THINGS TO DO:
(A) In the patch review, what attribute is suggested for adding onto `FileOps`?
(B) Copy the part of the patch review that begins at the words "I think your" and stops after the words "change its representation.".

PASSAGE PROVIDED:
....

Re: [PATCH v2 2/2] rust: debugfs: avoid transmuting FileOps

[Matthew Maurer]

On Tue, May 26, 2026 at 11:08 AM Tamir Duberstein <tamird@xxxxxxxxxx> wrote:
> `FileOps` has the default Rust representation, which does not guarantee
> the same layout for different generic instantiations [1]. Thus the
> reference created by `adapt()` is not justified.

This is correct, though I'll note for the sake of anyone concerned
with an existing kernel that this can only break with
`-Zrandomize-fields` in the current compiler - the layout engine only
examines layout data + an optional random seed when that flag is set,
so swapping out a ZST, no-alignment-requirement field for another ZST,
no-alignment-requirement field will never result in a mismatch unless
you are actively randomizing fields.

> The callback operations do need to access private data through one of
> the transparent adapter types. Express that relationship directly: make
> `Adapter<D>` the unsafe proof that operations implemented for an adapter
> may access stored `D`, and instantiate the corresponding operations
> tables as `FileOps<D>`. The adapter implementations are justified by
> their transparent representations [2].

I think your approach here may need to be adjusted because:
1. `Adapter` requires additional knowledge at the trait usage site
(that the invariants of the target are upheld - specifically
type-inhabitedness).
2. You now access `FILE_OPS` directly off the type, rather than off a
value, so you no longer have any proof that types are inhabited that
you require.

You might be able to rework this so that you can track inhabitedness
properly, but maybe a simpler resolution might work - what if we just
add `#[repr(C)]` onto `FileOps`? The addition of an unaligned ZST
field to a `#[repr(C)]` struct should never change its representation.

> +/// Operations may reconstruct a shared reference to `Self` from a pointer to

I think this is the crux of the problem with this approach. Users of
the trait can't really know the invariants are upheld as-is. See later
comments.

> +/// `D`. Implementers must also arrange for any additional invariants of `Self`
> +/// to hold whenever such an operation is called.
> +pub(super) unsafe trait Adapter<D> {}
> +

>  ///
>  /// # Invariants
>  ///
> -/// If an instance for `WritableAdapter<_, W>` is constructed, `W` is inhabited.

....

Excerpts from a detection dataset
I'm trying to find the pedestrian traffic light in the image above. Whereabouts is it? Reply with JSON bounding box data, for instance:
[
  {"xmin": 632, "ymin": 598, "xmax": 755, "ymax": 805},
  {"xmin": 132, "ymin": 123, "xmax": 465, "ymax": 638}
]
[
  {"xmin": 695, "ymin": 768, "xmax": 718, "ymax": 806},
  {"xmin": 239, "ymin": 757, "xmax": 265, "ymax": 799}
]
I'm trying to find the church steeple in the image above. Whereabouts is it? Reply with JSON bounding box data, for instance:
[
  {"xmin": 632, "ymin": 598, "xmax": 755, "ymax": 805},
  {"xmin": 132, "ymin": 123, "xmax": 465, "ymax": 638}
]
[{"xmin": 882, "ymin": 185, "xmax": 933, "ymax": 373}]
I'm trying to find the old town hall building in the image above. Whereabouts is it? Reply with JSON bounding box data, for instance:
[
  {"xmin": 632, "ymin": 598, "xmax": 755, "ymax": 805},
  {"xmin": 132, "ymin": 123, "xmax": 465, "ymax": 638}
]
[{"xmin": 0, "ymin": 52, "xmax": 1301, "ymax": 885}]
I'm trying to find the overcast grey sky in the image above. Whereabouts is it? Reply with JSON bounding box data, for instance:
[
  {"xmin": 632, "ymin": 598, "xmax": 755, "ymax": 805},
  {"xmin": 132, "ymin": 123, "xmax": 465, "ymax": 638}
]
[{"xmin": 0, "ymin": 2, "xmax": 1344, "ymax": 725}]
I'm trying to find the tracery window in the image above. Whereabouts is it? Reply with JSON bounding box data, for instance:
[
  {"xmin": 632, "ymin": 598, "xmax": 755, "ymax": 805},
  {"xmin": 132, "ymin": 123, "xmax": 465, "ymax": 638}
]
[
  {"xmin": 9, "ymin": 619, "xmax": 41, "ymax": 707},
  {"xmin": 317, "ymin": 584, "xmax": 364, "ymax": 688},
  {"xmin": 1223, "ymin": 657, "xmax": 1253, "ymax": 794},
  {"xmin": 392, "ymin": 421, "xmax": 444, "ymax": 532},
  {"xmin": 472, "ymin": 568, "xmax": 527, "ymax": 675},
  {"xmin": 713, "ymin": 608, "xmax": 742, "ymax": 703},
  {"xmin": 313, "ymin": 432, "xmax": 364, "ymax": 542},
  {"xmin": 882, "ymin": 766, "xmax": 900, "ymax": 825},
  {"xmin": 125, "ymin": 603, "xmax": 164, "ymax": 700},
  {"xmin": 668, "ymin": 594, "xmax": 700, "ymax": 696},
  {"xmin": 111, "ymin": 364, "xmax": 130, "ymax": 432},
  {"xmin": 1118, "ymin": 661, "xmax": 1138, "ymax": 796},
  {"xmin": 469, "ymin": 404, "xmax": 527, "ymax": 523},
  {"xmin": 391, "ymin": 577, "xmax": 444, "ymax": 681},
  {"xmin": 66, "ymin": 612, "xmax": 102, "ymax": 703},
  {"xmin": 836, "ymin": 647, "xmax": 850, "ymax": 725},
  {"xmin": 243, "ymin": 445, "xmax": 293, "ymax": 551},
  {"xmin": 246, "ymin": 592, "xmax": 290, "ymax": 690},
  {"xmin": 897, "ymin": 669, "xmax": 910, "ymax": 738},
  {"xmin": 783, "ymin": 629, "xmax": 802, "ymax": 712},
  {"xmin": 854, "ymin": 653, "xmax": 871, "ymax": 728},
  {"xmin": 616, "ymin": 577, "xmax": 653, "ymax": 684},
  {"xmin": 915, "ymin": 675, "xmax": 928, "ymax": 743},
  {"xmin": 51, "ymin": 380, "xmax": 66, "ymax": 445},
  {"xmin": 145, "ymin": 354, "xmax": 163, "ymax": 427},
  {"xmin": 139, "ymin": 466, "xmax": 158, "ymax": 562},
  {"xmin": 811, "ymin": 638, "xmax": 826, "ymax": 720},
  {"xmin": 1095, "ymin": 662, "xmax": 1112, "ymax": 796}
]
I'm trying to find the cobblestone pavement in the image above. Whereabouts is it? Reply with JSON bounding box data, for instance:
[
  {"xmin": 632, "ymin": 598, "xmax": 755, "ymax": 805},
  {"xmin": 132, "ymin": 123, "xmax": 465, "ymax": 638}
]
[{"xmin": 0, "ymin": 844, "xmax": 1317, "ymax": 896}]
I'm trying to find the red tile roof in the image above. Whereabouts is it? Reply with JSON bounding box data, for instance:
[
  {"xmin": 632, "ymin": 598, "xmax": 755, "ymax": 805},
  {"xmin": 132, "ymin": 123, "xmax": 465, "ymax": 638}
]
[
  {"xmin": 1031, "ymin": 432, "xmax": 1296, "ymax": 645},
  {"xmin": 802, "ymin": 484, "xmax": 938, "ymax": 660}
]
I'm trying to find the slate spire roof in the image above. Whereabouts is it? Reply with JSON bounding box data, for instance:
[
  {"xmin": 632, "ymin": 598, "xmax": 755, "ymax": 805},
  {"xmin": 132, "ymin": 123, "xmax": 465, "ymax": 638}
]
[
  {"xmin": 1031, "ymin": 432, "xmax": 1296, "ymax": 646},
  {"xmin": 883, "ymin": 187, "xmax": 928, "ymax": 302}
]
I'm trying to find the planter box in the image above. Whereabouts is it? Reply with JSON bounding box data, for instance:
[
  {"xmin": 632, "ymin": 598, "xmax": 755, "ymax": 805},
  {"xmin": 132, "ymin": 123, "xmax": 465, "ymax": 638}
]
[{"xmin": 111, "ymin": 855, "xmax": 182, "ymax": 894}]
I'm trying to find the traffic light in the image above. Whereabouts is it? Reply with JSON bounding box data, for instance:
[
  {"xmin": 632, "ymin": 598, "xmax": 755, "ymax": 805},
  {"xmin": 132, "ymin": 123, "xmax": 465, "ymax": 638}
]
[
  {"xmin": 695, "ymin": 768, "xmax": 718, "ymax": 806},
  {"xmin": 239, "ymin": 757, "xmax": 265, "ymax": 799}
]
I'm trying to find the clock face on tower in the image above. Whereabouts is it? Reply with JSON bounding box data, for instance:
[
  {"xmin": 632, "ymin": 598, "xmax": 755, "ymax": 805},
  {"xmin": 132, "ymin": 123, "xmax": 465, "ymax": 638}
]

....

ANSWERS BELOW:
(A) `#[repr(C)]`

(B)
I think your approach here may need to be adjusted because:
1. `Adapter` requires additional knowledge at the trait usage site
(that the invariants of the target are upheld - specifically
type-inhabitedness).
2. You now access `FILE_OPS` directly off the type, rather than off a
value, so you no longer have any proof that types are inhabited that
you require.

You might be able to rework this so that you can track inhabitedness
properly, but maybe a simpler resolution might work - what if we just
add `#[repr(C)]` onto `FileOps`? The addition of an unaligned ZST
field to a `#[repr(C)]` struct should never change its representation.